Repeat exactly the lines from the one containing "89L131 86L126 89L124" through the last line of the records below, both included, and nothing else.

━━━ Supplied information

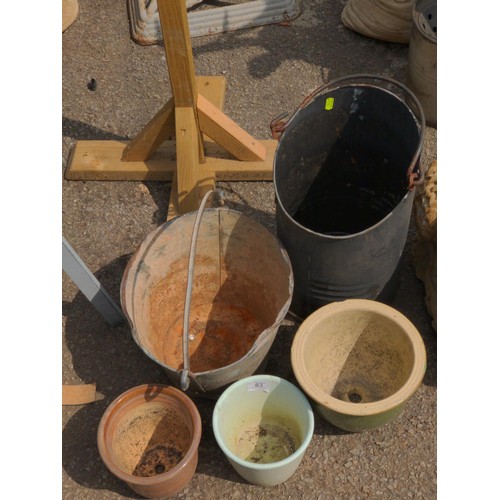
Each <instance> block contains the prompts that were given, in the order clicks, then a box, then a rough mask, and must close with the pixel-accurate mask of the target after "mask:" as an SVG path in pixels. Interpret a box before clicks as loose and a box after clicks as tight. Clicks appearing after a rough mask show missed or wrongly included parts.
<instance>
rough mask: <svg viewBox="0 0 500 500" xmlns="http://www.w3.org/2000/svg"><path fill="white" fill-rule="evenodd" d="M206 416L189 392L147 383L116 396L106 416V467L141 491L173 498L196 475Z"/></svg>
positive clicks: (104, 413)
mask: <svg viewBox="0 0 500 500" xmlns="http://www.w3.org/2000/svg"><path fill="white" fill-rule="evenodd" d="M200 439H201V418H200V414H199V413H198V409H197V408H196V406H195V404H194V403H193V401H191V399H190V398H189V397H188V396H186V395H185V394H184V393H183V392H181V391H179V390H178V389H176V388H174V387H170V386H164V385H154V384H150V385H141V386H139V387H135V388H133V389H130V390H128V391H126V392H124V393H123V394H121V395H120V396H119V397H118V398H116V399H115V400H114V401H113V402H112V403H111V405H110V406H109V407H108V409H107V410H106V412H105V413H104V415H103V416H102V418H101V422H100V424H99V429H98V433H97V444H98V447H99V453H100V454H101V458H102V460H103V462H104V463H105V465H106V467H107V468H108V469H109V470H110V471H111V472H112V473H113V474H114V475H115V476H116V477H118V478H119V479H121V480H123V481H125V482H126V483H127V484H128V485H129V486H130V488H132V489H133V490H134V491H135V492H136V493H138V494H139V495H142V496H144V497H147V498H160V497H170V496H173V495H175V494H176V493H178V492H180V491H181V490H182V489H184V488H185V486H186V485H187V484H188V482H189V481H190V480H191V478H192V477H193V474H194V472H195V470H196V466H197V464H198V445H199V443H200Z"/></svg>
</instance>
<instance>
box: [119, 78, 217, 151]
mask: <svg viewBox="0 0 500 500" xmlns="http://www.w3.org/2000/svg"><path fill="white" fill-rule="evenodd" d="M196 83H197V87H198V91H199V92H200V93H201V94H202V95H203V96H204V97H205V98H206V99H208V100H209V101H210V102H211V103H212V104H213V105H214V106H216V107H217V108H219V109H222V108H223V107H224V99H225V95H226V78H225V77H224V76H199V77H196ZM174 135H175V114H174V100H173V99H169V101H168V102H167V104H165V106H163V107H162V108H161V109H160V111H158V113H157V114H156V115H155V116H154V117H153V119H152V120H151V121H150V122H149V123H148V124H147V125H146V126H145V127H144V128H143V129H142V130H141V131H140V132H139V134H137V136H136V137H134V139H132V141H130V143H129V144H128V145H127V147H126V148H125V150H124V151H123V155H122V160H123V161H145V160H147V159H149V158H150V157H151V155H152V154H153V153H154V151H156V149H158V147H159V146H160V145H161V144H162V143H163V142H164V141H166V140H167V139H173V138H174ZM204 139H206V138H204Z"/></svg>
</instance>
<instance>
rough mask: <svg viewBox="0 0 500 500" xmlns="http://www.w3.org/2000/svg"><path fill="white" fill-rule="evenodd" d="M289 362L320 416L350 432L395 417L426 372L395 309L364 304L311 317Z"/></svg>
mask: <svg viewBox="0 0 500 500" xmlns="http://www.w3.org/2000/svg"><path fill="white" fill-rule="evenodd" d="M291 356H292V368H293V371H294V374H295V377H296V378H297V381H298V382H299V384H300V386H301V387H302V389H303V390H304V391H305V392H306V393H307V394H308V395H309V397H310V398H311V399H313V400H314V401H315V403H316V409H317V411H318V413H319V414H320V415H321V416H322V417H324V418H325V419H326V420H327V421H328V422H330V423H332V424H333V425H335V426H336V427H338V428H340V429H343V430H346V431H351V432H359V431H365V430H369V429H373V428H376V427H379V426H381V425H383V424H385V423H386V422H388V421H390V420H392V419H393V418H394V417H396V415H398V413H400V412H401V410H402V409H403V407H404V405H405V403H406V402H407V401H408V399H409V398H410V397H411V396H412V395H413V393H414V392H415V391H416V390H417V388H418V387H419V386H420V384H421V382H422V379H423V376H424V373H425V369H426V354H425V347H424V343H423V341H422V338H421V336H420V334H419V333H418V331H417V329H416V328H415V326H413V324H412V323H411V322H410V321H409V320H408V319H407V318H406V317H405V316H403V315H402V314H401V313H400V312H398V311H396V310H395V309H393V308H392V307H389V306H387V305H385V304H382V303H380V302H376V301H372V300H365V299H351V300H346V301H344V302H334V303H331V304H328V305H326V306H323V307H322V308H320V309H318V310H317V311H316V312H314V313H313V314H311V315H310V316H309V317H308V318H307V319H306V320H305V321H304V322H303V323H302V325H301V326H300V328H299V330H298V331H297V334H296V336H295V338H294V341H293V344H292V351H291Z"/></svg>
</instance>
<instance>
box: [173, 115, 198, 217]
mask: <svg viewBox="0 0 500 500" xmlns="http://www.w3.org/2000/svg"><path fill="white" fill-rule="evenodd" d="M198 133H199V129H198V127H197V126H196V117H195V111H194V108H192V107H185V108H183V107H179V106H176V108H175V138H176V151H177V203H178V209H179V212H180V213H183V214H185V213H186V212H191V211H193V210H196V209H197V208H198V171H199V169H198V165H199V163H200V162H199V157H198V151H197V142H198Z"/></svg>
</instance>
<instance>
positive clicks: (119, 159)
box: [65, 140, 177, 181]
mask: <svg viewBox="0 0 500 500" xmlns="http://www.w3.org/2000/svg"><path fill="white" fill-rule="evenodd" d="M126 146H127V141H111V140H106V141H78V142H77V143H76V145H75V147H74V148H73V150H72V152H71V156H70V159H69V162H68V168H67V169H66V172H65V178H66V179H67V180H98V181H170V180H172V173H173V172H175V170H176V167H177V163H176V151H175V142H173V141H166V142H164V143H163V144H162V145H161V147H160V148H158V149H157V150H156V152H155V153H153V155H151V157H150V158H149V159H148V160H146V161H122V154H123V151H124V149H125V147H126Z"/></svg>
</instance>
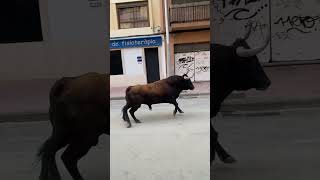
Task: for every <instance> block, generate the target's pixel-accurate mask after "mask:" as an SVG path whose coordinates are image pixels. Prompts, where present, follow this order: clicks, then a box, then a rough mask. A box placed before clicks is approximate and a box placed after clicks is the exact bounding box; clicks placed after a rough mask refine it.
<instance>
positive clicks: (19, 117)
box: [0, 112, 49, 123]
mask: <svg viewBox="0 0 320 180" xmlns="http://www.w3.org/2000/svg"><path fill="white" fill-rule="evenodd" d="M48 119H49V115H48V112H32V113H31V112H30V113H21V112H18V113H8V114H0V123H11V122H40V121H48Z"/></svg>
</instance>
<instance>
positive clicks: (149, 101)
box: [122, 74, 194, 128]
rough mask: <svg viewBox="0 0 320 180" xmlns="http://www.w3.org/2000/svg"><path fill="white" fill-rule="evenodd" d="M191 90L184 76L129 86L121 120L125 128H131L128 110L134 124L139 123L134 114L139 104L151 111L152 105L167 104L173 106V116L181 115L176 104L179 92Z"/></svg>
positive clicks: (123, 108)
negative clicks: (172, 104)
mask: <svg viewBox="0 0 320 180" xmlns="http://www.w3.org/2000/svg"><path fill="white" fill-rule="evenodd" d="M189 89H190V90H193V89H194V86H193V84H192V82H191V80H190V78H188V76H187V75H186V74H184V75H183V76H177V75H175V76H170V77H168V78H166V79H162V80H159V81H156V82H153V83H150V84H146V85H136V86H129V87H128V88H127V89H126V101H127V103H126V105H125V106H124V107H123V109H122V112H123V117H122V118H123V120H124V121H125V122H127V127H128V128H130V127H131V122H130V119H129V116H128V112H127V111H128V109H130V108H131V109H130V110H129V112H130V114H131V116H132V118H133V120H134V121H135V122H136V123H141V121H140V120H138V119H137V118H136V116H135V115H134V113H135V112H136V111H137V110H138V109H139V108H140V107H141V104H146V105H148V106H149V109H150V110H151V109H152V108H151V105H152V104H159V103H169V104H173V105H174V106H175V109H174V111H173V114H174V115H176V113H177V111H179V112H180V113H183V111H182V110H181V109H180V108H179V106H178V103H177V100H176V99H177V98H178V97H179V95H180V93H181V91H183V90H189Z"/></svg>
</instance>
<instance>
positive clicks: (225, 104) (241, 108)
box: [221, 97, 320, 112]
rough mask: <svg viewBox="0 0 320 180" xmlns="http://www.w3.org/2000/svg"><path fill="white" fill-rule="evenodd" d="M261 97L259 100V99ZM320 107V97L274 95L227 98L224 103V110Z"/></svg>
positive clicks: (243, 109)
mask: <svg viewBox="0 0 320 180" xmlns="http://www.w3.org/2000/svg"><path fill="white" fill-rule="evenodd" d="M257 99H259V100H257ZM310 107H320V97H313V98H300V99H290V98H287V99H284V98H282V99H281V98H277V97H274V98H272V99H266V98H265V99H261V98H247V99H241V100H227V101H226V102H225V103H224V104H222V107H221V111H222V112H239V111H266V110H268V111H270V110H273V111H279V110H283V109H290V108H310Z"/></svg>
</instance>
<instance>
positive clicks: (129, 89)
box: [126, 86, 133, 96]
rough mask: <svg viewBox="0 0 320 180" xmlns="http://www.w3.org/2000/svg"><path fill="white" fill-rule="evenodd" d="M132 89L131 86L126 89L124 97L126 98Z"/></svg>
mask: <svg viewBox="0 0 320 180" xmlns="http://www.w3.org/2000/svg"><path fill="white" fill-rule="evenodd" d="M132 87H133V86H129V87H128V88H127V89H126V96H127V94H128V93H129V91H130V90H131V88H132Z"/></svg>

━━━━━━

Answer area:
rough mask: <svg viewBox="0 0 320 180" xmlns="http://www.w3.org/2000/svg"><path fill="white" fill-rule="evenodd" d="M132 89L131 86L126 89L124 97L126 98Z"/></svg>
mask: <svg viewBox="0 0 320 180" xmlns="http://www.w3.org/2000/svg"><path fill="white" fill-rule="evenodd" d="M132 87H133V86H129V87H128V88H127V89H126V96H127V94H128V93H129V91H130V90H131V88H132Z"/></svg>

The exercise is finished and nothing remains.